Verilen metin:

----

Yeni Delhi’de yarışma

GELECEK sene Hindistan maceramız bitiyor.
Alya karalar bağladı.
Aslına bakarsınız ben de üzüldüm.
Alya eylülde liseye başlayacak. Gelecek hafta Londra’da okul bakacağız, opsiyonlardan biri de İngiltere...
Ah Mumbai ah…
Yeni Delhi’de yarışma
Çok güzeldi. Ömer de “Siz de bir tuhafsınız!” diyor, “Nereye gitseniz ışık hızıyla oralı oluyorsunuz ve her seferinde de kopamıyorsunuz…”
Haklı.
Dubai’den de ayrılmak istememiştik.
Şimdi de Mumbai’den.
Alya buraya küçük bir kız olarak geldi, şimdi genç bir kız. Türkiye’de de dans ediyordu, ama burada gelecekte dansçı olmak istediğini söyleyen birine dönüştü. Dans, hayatı oldu neredeyse. Haftada 25 saat dans ediyor, 30’u zorluyor, bizim de imanımız gevriyor tabii! Çok geç saatte eve geliyor, yorgun oluyor, bir taraftan da normal eğitimini sürdürüyor. Her şeye yetişmeye çalışıyor. E haliyle “ergenim ve gerginim” konumunda. En çok kime patlıyor? Tabii ki bana! Kabak hep annelerin başında patlıyor!

GRAND PRİX KAZANDI!

Geçen hafta sonu 148 çocukla birlikte bir yarışmaya katıldı Yeni Delhi’de. Bir de bu yarışmalar çıktı şimdi başımıza! Bir Rus bale okulunun dans yarışması. Ciddi bir jürisi vardı. Dört kategori yarıştı: Bale, modern, karakter ve ‘contemporary’.

Yarışma deyip geçmemek lazımmış. Nasıl zormuş anlatamam. Çocuklar bir tarafta; anneler-babalar, çalıştıran hocalar bir tarafta, çok sıkı bir rekabet var. Bir sürü duyguyu aynı anda yaşıyorsun. Ben Delhi’yi bilmem, kimseyi tanımam, bu dans işlerinden de fazla anlamam. Kamyon çarpmış gibi oldum. Sadece dansçı değil, dansçı anası-babası olmak da zormuş!

----

Verilen kayıtlar:
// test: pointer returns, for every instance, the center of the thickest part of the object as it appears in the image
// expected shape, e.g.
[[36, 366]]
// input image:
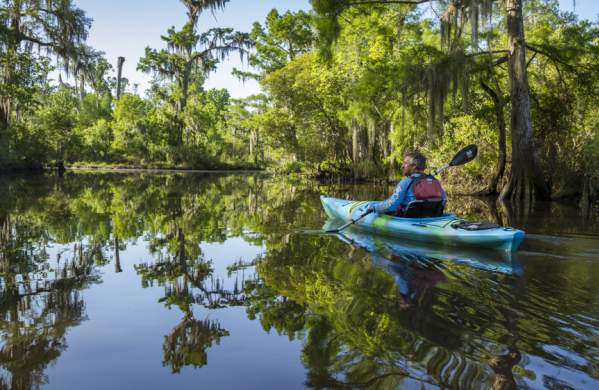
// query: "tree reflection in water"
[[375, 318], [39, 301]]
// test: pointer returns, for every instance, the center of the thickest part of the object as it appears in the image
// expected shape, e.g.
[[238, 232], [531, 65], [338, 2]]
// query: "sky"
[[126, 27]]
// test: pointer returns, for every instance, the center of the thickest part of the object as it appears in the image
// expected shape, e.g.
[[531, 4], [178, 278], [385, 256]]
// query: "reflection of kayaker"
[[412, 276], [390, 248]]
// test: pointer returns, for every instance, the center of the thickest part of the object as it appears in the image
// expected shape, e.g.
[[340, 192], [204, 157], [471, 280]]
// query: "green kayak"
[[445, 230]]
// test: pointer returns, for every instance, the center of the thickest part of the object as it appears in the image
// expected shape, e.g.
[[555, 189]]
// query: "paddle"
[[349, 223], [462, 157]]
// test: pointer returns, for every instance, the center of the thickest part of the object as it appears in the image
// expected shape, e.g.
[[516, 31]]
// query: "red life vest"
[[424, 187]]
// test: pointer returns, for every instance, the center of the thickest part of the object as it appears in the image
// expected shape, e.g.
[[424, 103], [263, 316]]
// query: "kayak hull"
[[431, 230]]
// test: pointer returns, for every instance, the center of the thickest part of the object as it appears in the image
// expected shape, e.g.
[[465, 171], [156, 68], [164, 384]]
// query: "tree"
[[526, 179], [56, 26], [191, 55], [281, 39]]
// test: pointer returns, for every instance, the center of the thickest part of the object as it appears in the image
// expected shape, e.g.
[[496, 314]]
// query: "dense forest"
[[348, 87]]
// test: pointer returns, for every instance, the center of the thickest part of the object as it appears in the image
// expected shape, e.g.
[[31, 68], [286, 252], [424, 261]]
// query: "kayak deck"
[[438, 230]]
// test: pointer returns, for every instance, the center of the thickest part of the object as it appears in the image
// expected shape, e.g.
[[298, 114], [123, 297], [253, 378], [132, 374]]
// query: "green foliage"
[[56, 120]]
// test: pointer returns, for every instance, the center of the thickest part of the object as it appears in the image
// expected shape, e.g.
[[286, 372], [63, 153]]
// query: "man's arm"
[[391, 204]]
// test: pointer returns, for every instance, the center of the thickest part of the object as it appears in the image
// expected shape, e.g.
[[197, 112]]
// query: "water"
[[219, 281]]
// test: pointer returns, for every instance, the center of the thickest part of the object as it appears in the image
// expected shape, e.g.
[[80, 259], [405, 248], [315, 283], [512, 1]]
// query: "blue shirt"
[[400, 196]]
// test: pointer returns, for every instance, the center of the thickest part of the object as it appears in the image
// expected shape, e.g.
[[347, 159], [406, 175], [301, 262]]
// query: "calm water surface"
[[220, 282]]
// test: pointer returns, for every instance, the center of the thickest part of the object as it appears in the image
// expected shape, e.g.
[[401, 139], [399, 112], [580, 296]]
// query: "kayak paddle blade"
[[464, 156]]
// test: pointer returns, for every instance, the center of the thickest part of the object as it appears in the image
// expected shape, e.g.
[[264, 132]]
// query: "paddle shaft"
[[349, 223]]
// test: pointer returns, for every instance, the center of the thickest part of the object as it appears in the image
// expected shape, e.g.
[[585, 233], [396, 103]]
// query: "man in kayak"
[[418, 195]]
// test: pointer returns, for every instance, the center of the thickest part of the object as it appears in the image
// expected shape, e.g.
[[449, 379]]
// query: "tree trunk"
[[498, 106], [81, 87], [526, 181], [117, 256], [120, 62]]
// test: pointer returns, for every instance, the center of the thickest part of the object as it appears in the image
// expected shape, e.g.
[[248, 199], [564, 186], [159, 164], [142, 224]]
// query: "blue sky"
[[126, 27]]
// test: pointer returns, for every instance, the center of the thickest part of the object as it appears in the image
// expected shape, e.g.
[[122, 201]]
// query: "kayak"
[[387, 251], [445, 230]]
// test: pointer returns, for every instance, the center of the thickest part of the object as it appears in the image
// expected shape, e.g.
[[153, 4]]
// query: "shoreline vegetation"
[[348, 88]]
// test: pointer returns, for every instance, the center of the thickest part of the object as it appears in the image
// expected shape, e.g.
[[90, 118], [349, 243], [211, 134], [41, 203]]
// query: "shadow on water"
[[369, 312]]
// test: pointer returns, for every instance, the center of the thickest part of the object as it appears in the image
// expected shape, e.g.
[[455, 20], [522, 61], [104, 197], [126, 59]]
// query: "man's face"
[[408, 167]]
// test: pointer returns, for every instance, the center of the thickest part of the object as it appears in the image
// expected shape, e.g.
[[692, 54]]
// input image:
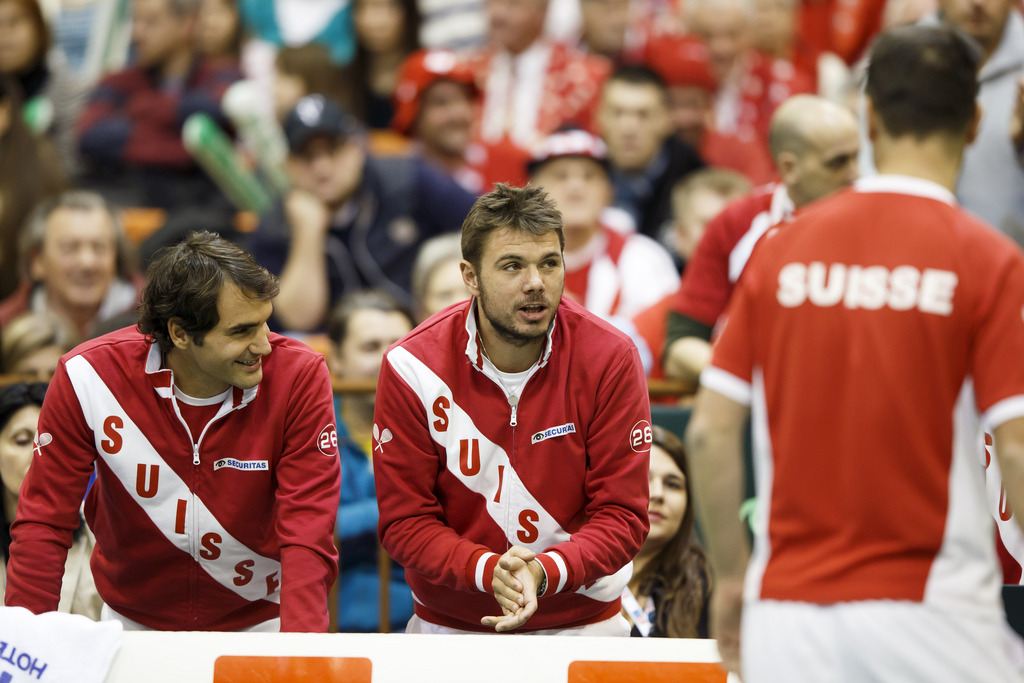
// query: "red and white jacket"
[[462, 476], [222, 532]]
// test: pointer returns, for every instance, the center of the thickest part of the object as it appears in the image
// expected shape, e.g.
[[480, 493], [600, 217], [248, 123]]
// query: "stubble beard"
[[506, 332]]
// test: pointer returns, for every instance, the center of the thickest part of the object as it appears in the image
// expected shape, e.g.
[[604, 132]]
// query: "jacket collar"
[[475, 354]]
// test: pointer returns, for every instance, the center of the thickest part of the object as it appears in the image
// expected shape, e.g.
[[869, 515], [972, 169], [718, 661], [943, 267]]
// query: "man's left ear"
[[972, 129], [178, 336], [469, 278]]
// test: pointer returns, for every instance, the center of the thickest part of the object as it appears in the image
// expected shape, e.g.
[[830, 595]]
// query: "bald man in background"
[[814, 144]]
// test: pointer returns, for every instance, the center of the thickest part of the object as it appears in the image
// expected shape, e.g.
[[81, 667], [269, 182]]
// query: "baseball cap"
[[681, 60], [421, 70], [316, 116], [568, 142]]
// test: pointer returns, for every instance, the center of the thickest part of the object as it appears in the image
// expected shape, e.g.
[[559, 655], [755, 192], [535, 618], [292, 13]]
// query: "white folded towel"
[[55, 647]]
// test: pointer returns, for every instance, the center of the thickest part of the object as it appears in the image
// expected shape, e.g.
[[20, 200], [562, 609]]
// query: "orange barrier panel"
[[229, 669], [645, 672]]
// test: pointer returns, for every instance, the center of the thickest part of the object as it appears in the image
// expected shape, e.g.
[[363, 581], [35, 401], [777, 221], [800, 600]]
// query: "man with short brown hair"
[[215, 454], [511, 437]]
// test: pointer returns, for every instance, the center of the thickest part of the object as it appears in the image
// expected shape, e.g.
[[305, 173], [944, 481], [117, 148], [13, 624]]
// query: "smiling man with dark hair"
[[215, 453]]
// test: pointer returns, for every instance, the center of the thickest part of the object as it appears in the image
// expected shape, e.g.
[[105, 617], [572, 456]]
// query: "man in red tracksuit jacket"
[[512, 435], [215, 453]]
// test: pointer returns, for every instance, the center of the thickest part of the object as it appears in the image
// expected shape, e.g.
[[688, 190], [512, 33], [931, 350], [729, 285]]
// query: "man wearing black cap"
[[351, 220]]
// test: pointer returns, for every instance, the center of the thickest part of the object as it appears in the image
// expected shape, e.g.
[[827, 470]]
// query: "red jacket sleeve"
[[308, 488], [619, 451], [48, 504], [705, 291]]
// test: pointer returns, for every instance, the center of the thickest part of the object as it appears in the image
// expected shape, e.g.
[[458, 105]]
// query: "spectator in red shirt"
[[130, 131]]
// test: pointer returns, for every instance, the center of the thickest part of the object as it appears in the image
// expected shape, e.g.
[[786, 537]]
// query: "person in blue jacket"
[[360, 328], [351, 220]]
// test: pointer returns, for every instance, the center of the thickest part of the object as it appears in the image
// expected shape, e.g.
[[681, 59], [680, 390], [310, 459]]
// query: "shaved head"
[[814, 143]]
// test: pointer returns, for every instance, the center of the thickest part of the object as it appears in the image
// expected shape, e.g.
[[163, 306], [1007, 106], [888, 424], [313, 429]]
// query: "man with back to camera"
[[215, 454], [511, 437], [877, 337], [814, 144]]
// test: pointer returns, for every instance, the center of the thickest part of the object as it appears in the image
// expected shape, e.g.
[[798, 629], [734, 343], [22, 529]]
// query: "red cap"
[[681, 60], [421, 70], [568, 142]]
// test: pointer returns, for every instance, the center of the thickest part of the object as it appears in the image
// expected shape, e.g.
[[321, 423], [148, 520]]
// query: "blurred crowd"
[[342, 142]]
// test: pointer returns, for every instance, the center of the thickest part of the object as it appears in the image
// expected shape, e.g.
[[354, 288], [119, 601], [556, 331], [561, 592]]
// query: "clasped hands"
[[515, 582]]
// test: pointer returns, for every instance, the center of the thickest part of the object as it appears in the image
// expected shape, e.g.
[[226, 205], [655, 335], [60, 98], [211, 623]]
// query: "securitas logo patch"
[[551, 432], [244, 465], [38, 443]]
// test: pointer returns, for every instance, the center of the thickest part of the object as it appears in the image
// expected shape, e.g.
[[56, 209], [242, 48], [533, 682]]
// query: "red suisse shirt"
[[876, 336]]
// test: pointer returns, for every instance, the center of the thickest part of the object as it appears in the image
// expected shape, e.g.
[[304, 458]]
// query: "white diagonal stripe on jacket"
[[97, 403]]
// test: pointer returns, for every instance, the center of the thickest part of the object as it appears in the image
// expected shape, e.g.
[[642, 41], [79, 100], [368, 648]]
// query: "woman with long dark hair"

----

Çözülecek görevler:
A. Yeni Delhi'deki yarışmayı anlatan metne göre aşağıdaki soruları yanıtlayın ve yanıtları sorularla aynı biçimde işaretleyin.
(i) Alya eylülde nereye başlayacak?
(ii) Alya haftada kaç saat dans ediyor?
(iii) Alya, Yeni Delhi'deki yarışmaya kaç çocukla birlikte katıldı?
B. Yeni Delhi'deki yarışmayı anlatan metinde "Aslına bakarsınız ben" sözcüklerinden başlayıp "GRAND PRİX KAZANDI!" sözcüklerine kadar, bu sözcükler de dahil olmak üzere, olan bölümü yeniden yazın. Bu bölümde "Alya" adını "Defne" ile değiştirin.
C. Yeni Delhi'deki dans yarışmasını anlatan metni, son cümlesinden sonra devam ettirin.

Görev yanıtları:
A.
(i) Liseye başlayacak.
(ii) Haftada 25 saat dans ediyor.
(iii) 148 çocukla birlikte katıldı.

B.
Aslına bakarsınız ben de üzüldüm.
Defne eylülde liseye başlayacak. Gelecek hafta Londra’da okul bakacağız, opsiyonlardan biri de İngiltere...
Ah Mumbai ah…
Yeni Delhi’de yarışma
Çok güzeldi. Ömer de “Siz de bir tuhafsınız!” diyor, “Nereye gitseniz ışık hızıyla oralı oluyorsunuz ve her seferinde de kopamıyorsunuz…”
Haklı.
Dubai’den de ayrılmak istememiştik.
Şimdi de Mumbai’den.
Defne buraya küçük bir kız olarak geldi, şimdi genç bir kız. Türkiye’de de dans ediyordu, ama burada gelecekte dansçı olmak istediğini söyleyen birine dönüştü. Dans, hayatı oldu neredeyse. Haftada 25 saat dans ediyor, 30’u zorluyor, bizim de imanımız gevriyor tabii! Çok geç saatte eve geliyor, yorgun oluyor, bir taraftan da normal eğitimini sürdürüyor. Her şeye yetişmeye çalışıyor. E haliyle “ergenim ve gerginim” konumunda. En çok kime patlıyor? Tabii ki bana! Kabak hep annelerin başında patlıyor!

GRAND PRİX KAZANDI!

C.
Ve kardeşim, bu dansçı milleti kendini bir türlü beğenmiyor, daha doğrusu beğenmekle beğenmemek arasında ince bir çizgide yaşıyorlar. Alya sürekli kendini eleştiriyor; o dönüşü iyi yapamamış, bacağını yeteri kadar kaldıramamış, zaten dansçı vücuduyla doğmamış (annesi yüzünden), açıklarını kapatması için bir ömür herkesten fazla çalışması gerekiyormuş (çalışıyor da)… Ay ben bittim! Onun bu iniş-çıkışları, kendini yerden yere vurması, asla beğenmemesi beni mahvetti!
Ağladım ya. Saçını doğru yapacaksın, “Fransız örgüsü bilmiyorsun!” diyor, bilmiyorum tabii. “Sahne makyajı yapacaksın!”. O dans ederken dansı telefonla çekeceksin, ama doğru açılardan. Uyumlu olacaksın, sinirli olmayacaksın, onunla ilgili her şeyi düşüneceksin, onun antrenörü gibi olacaksın, demir gibi olacaksın, kızmayacaksın, hep sakin olacaksın, dağılmayacaksın, sonsuz destek olacaksın…
Bu kadarı yeter mi?

Yetmez!
Eğlenceli olacaksın, ‘cool’ anne olacaksın, annelerle mesajlaşırken emoji kullanmayacaksın, iyi İngilizce konuşacaksın, sevincini gereğinden fazla göstermeyeceksin, çok fazla soru sormayacaksın, alanına girmeyeceksin…
O kadar çok şart var ki uyabilmek mümkün değil…
Allah’tan sonunda her şey çok iyi oldu.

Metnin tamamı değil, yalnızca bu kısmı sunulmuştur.